**PROBLEM TO WORK ON**
The listing is to be printed in full, exactly as given.
Top of RECORDS FOR THE TASK
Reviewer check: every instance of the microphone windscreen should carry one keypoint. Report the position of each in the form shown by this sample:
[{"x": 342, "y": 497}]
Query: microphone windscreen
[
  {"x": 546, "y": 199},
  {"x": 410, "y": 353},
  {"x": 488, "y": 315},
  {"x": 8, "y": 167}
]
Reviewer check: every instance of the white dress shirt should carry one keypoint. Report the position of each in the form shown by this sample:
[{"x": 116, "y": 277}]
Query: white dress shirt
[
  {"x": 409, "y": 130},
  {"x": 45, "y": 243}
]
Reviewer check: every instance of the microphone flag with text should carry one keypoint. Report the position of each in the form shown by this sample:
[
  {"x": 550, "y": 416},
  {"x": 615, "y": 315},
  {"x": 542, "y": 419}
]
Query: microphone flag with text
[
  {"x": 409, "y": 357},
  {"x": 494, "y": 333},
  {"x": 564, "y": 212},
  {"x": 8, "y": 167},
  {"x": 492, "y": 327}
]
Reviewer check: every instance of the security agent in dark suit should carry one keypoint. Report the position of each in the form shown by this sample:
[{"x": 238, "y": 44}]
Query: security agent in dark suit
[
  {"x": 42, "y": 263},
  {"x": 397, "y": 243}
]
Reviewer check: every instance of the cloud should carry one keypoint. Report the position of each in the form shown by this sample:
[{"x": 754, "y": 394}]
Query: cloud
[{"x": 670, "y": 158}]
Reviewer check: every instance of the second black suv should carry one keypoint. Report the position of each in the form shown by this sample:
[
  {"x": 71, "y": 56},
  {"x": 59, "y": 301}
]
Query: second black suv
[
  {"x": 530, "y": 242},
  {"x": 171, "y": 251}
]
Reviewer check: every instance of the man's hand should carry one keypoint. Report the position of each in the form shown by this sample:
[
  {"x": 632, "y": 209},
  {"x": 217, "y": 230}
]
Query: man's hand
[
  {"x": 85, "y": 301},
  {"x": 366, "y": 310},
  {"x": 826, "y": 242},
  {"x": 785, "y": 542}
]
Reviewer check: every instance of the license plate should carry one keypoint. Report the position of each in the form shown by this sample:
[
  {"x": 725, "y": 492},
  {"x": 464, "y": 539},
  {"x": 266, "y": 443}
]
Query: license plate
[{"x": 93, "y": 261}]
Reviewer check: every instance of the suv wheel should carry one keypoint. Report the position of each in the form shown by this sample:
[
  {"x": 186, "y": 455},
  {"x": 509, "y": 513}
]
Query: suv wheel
Bottom of RECORDS FOR THE TASK
**RESULT OF THIS TASK**
Reviewer check: every instance of the microphone windscreen should carry one keypoint. Report the position of each in the form shown by this sample:
[{"x": 342, "y": 497}]
Query: microphone windscreen
[
  {"x": 546, "y": 199},
  {"x": 410, "y": 353},
  {"x": 488, "y": 315},
  {"x": 8, "y": 167}
]
Reviewer check: every instance of the white dress shirt should carry one keypoint. Report the position of each in the form shown by this sample:
[{"x": 116, "y": 277}]
Query: white dress shirt
[
  {"x": 409, "y": 130},
  {"x": 45, "y": 243}
]
Reviewer check: every instance of the microphone flag with text should carry one keypoint. Report the position of each in the form shown by this sample:
[
  {"x": 550, "y": 416},
  {"x": 615, "y": 315},
  {"x": 542, "y": 419}
]
Query: microphone flag with text
[
  {"x": 409, "y": 357},
  {"x": 494, "y": 333},
  {"x": 564, "y": 212},
  {"x": 8, "y": 167},
  {"x": 492, "y": 327}
]
Reviewer check: every instance of the security agent in dark suit should carry one keypoint. Report the position of each in the form shown by this sample:
[{"x": 238, "y": 44}]
Query: security agent in dark suit
[
  {"x": 42, "y": 263},
  {"x": 397, "y": 243}
]
Reviewer check: every instance of the cloud should carry one keypoint. Report the position of each in the form shown by this sample:
[{"x": 754, "y": 394}]
Query: cloud
[{"x": 670, "y": 158}]
Reviewer check: every instance of the second black suv should carry one keypoint. Report the position of each in the form shown by this sample:
[
  {"x": 71, "y": 56},
  {"x": 59, "y": 301}
]
Query: second black suv
[
  {"x": 530, "y": 242},
  {"x": 171, "y": 251}
]
Reviewer check: every instance of the man's hand should carry one keypoint. Report the position of each in the form shown by this sample:
[
  {"x": 632, "y": 209},
  {"x": 217, "y": 230}
]
Query: man's hand
[
  {"x": 85, "y": 301},
  {"x": 366, "y": 310},
  {"x": 826, "y": 242},
  {"x": 785, "y": 542}
]
Reviewer check: every instance of the license plate should carry one keypoint. Report the position of each in the form shown by this sample:
[
  {"x": 725, "y": 492},
  {"x": 464, "y": 539},
  {"x": 266, "y": 443}
]
Query: license plate
[{"x": 93, "y": 261}]
Reviewer check: every instance of the suv wheel should carry one keypoint. Report the position of each in the form shown by this sample:
[
  {"x": 186, "y": 455},
  {"x": 509, "y": 513}
]
Query: suv wheel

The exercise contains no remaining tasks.